- _WHAT NEEDS TO BE DONE_
Copy the rows below word for word, from the line containing "red flag in" through the final row, including both ends.

- _LISTED RECORDS_
--*--

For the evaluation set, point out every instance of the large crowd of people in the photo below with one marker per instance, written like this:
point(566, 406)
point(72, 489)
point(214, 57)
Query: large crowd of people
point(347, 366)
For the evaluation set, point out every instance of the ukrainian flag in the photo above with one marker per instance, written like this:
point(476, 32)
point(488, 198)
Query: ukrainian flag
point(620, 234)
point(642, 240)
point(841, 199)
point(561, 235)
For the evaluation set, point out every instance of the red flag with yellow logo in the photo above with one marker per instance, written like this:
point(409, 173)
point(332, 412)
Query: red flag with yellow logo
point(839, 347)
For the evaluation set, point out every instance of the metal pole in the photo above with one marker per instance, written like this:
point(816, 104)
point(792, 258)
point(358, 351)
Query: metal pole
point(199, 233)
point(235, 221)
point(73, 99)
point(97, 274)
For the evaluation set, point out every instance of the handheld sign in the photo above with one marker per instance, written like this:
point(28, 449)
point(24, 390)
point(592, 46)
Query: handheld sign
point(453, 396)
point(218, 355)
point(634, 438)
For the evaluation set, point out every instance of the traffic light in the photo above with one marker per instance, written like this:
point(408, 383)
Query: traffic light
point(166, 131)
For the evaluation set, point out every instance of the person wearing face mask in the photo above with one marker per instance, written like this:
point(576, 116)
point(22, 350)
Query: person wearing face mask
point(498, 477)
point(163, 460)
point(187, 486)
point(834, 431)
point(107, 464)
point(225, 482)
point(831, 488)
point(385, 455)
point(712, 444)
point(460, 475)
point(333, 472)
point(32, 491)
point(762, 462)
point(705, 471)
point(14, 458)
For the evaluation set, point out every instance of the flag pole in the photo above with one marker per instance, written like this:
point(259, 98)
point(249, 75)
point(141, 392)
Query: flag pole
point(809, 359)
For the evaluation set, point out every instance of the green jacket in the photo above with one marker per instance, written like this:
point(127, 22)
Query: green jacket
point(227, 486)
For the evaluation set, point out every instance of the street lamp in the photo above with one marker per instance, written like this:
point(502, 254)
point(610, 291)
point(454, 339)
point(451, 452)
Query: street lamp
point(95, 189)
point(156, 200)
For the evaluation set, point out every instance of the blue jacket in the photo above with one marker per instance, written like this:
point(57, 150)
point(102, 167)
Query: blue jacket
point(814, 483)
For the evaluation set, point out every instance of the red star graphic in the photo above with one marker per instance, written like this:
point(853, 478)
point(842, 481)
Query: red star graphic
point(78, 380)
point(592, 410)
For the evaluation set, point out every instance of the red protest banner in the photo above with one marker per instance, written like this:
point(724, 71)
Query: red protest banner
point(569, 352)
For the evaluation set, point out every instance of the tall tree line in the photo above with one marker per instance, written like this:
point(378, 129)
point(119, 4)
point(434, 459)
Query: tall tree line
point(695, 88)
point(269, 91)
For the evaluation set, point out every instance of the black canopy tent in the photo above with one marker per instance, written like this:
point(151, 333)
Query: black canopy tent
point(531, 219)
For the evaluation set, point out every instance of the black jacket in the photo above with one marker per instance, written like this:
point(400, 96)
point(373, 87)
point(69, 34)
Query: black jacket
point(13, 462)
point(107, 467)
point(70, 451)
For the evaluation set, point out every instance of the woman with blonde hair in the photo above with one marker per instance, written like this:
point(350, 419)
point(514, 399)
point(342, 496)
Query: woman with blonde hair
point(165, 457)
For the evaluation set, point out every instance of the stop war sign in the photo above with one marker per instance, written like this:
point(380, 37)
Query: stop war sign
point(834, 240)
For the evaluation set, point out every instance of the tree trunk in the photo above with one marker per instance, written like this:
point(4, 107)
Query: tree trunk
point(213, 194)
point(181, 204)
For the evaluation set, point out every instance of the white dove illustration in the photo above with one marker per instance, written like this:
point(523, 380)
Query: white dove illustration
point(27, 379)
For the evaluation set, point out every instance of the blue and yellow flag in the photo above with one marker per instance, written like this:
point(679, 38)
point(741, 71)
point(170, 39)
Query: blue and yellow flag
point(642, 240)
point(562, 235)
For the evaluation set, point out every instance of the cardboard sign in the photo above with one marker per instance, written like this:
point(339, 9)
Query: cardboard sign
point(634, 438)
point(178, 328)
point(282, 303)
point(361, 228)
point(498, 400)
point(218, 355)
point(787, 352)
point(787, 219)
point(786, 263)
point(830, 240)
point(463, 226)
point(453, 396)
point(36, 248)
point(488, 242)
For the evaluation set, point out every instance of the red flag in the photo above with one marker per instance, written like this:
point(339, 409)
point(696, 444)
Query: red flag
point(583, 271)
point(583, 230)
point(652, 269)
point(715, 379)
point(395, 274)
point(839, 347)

--*--

- _EXERCISE SOLUTION_
For the evaluation set, point out every instance of the red flag in the photo above with one marker per instance, written like this:
point(339, 409)
point(696, 444)
Query: red flag
point(583, 271)
point(583, 230)
point(652, 269)
point(715, 379)
point(395, 274)
point(839, 347)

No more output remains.